- _TO BE DONE_
Count how many lines in the rows below contain the string "tree", treating uppercase and lowercase as distinct, and give only that number.

- _RECORDS PROVIDED_
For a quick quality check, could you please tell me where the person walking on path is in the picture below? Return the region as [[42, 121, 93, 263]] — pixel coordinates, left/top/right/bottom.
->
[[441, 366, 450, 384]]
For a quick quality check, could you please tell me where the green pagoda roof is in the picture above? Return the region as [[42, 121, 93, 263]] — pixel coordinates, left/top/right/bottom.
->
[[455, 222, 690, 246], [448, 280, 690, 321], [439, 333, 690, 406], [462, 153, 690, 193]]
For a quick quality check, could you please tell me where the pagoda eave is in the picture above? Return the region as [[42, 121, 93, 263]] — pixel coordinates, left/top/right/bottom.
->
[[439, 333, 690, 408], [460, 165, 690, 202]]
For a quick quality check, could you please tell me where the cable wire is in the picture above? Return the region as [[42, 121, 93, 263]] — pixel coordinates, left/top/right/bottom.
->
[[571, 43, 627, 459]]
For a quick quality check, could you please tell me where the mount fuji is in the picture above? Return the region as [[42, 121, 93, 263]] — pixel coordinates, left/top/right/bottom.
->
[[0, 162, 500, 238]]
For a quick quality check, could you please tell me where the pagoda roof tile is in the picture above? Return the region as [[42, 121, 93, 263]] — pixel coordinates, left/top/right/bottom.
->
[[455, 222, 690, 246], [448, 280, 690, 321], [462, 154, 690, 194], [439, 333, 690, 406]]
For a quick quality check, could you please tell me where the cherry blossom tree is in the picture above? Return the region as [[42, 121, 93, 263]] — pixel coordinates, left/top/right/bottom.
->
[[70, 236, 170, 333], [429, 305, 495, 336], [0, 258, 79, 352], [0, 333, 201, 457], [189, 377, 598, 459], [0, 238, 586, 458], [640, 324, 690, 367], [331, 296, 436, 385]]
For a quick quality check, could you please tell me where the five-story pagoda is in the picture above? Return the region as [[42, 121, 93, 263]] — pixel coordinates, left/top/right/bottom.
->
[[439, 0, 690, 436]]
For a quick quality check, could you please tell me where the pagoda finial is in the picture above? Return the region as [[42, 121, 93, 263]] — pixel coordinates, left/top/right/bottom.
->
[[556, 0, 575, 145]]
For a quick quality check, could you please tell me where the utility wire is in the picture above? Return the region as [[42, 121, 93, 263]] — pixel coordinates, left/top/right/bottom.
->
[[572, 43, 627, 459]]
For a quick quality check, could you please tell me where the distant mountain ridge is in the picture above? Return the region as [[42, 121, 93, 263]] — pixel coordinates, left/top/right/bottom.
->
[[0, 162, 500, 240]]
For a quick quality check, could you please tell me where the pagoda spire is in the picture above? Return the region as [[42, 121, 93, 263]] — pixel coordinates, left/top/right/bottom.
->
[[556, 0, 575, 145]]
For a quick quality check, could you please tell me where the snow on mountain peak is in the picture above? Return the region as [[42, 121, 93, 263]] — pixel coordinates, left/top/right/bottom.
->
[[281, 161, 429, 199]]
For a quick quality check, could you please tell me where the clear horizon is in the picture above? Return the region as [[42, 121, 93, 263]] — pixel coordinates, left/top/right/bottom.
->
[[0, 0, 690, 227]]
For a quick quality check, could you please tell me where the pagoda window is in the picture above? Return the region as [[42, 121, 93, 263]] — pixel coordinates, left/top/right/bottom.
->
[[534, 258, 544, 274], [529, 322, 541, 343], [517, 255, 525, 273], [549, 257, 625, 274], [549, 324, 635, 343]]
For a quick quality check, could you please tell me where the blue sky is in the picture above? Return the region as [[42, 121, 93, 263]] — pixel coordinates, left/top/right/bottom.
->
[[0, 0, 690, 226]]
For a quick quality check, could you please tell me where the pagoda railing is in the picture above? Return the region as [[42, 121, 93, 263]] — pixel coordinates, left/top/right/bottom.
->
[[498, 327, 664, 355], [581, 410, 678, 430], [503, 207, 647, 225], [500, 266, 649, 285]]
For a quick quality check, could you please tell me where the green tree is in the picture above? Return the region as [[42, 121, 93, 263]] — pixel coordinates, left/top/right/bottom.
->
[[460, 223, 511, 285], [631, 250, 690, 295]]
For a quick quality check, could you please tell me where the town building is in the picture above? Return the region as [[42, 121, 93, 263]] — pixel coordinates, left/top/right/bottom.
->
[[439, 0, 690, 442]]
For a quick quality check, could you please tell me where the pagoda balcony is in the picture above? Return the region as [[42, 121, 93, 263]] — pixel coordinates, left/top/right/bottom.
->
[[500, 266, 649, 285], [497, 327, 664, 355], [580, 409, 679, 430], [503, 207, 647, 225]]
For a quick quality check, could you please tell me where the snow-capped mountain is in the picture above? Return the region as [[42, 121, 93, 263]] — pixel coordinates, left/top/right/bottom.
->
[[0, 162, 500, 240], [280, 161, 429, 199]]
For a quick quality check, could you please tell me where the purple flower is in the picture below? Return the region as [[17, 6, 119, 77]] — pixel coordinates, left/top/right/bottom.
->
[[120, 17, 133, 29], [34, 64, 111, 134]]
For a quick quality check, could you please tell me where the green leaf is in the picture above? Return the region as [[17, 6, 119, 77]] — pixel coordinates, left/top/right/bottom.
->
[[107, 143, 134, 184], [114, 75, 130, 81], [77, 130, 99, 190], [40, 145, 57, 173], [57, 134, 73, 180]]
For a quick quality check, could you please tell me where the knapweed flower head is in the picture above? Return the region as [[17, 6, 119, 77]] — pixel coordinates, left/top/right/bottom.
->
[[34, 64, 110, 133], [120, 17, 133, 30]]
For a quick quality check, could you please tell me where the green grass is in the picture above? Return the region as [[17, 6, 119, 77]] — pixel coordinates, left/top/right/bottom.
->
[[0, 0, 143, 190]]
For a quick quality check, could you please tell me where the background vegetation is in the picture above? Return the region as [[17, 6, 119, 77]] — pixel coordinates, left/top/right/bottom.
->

- _WRITTEN REPLY_
2